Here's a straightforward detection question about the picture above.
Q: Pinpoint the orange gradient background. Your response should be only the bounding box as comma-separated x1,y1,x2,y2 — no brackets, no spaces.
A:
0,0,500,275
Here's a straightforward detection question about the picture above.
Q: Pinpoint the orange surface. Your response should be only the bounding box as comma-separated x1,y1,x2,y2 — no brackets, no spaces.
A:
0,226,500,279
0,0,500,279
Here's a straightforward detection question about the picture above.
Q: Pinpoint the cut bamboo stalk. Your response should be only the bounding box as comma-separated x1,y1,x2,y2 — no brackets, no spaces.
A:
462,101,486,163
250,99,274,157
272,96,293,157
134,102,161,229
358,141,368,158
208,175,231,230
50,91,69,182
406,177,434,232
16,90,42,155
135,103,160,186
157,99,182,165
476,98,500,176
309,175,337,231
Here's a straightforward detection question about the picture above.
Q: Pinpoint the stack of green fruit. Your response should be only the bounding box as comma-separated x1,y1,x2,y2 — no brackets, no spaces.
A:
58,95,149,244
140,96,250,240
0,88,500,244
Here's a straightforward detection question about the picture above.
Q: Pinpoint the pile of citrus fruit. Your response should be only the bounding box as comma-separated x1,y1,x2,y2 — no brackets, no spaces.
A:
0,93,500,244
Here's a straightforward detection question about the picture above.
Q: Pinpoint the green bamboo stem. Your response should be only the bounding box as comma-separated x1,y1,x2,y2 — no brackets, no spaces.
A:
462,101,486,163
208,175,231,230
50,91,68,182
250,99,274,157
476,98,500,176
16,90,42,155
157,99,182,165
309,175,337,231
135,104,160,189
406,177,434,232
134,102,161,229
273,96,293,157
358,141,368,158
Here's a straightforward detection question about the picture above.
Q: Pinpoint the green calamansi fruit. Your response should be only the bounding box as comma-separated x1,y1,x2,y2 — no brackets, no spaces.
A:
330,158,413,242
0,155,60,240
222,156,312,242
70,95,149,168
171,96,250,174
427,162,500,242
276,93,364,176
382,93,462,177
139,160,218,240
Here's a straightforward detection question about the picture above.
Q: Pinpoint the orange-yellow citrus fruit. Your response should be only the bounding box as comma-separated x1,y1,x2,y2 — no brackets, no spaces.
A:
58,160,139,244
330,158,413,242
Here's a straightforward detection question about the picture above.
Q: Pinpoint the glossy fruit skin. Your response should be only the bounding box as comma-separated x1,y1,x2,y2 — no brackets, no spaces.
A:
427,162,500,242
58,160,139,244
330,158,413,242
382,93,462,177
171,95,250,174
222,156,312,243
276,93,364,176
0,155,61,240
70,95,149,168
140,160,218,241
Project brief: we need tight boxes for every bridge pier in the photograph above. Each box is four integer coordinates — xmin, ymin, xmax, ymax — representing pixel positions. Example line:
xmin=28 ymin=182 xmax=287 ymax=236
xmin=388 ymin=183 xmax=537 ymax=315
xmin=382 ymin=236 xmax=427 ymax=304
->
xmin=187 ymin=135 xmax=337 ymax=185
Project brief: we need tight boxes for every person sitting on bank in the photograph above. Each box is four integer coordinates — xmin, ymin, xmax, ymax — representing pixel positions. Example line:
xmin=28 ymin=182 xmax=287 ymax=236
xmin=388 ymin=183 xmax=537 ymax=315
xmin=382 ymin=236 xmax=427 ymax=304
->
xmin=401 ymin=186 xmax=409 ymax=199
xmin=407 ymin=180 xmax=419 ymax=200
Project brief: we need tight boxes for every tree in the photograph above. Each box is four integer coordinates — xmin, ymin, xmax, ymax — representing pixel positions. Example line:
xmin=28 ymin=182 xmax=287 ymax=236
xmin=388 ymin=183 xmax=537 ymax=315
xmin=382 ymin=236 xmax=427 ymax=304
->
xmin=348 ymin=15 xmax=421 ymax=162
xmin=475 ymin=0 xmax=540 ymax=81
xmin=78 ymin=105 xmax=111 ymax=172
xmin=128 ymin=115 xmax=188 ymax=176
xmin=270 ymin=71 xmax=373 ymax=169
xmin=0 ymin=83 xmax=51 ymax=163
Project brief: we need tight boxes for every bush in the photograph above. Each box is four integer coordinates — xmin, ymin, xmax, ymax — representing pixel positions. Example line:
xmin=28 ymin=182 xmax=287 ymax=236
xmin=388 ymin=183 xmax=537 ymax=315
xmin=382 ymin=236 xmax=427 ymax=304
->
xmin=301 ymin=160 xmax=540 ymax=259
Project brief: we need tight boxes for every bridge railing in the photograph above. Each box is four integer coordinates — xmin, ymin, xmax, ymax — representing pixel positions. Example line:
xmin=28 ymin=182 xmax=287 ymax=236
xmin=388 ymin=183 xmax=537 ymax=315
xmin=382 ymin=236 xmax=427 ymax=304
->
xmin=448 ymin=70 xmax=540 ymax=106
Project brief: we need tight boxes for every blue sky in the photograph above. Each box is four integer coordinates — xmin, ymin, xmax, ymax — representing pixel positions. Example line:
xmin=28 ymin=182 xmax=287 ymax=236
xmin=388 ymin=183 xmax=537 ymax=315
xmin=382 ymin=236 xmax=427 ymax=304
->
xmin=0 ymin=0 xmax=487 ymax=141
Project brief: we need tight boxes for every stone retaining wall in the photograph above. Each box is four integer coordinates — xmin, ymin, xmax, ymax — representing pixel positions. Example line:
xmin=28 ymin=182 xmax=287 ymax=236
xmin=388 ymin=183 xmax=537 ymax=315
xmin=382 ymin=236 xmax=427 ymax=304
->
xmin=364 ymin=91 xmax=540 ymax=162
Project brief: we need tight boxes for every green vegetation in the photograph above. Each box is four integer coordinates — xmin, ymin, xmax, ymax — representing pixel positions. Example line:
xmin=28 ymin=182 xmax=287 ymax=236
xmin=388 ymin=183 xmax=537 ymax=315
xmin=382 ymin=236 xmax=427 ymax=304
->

Objective >> How many lines of the records above contain the word "bridge"? Reply with the number alone.

Response for this exercise >> 2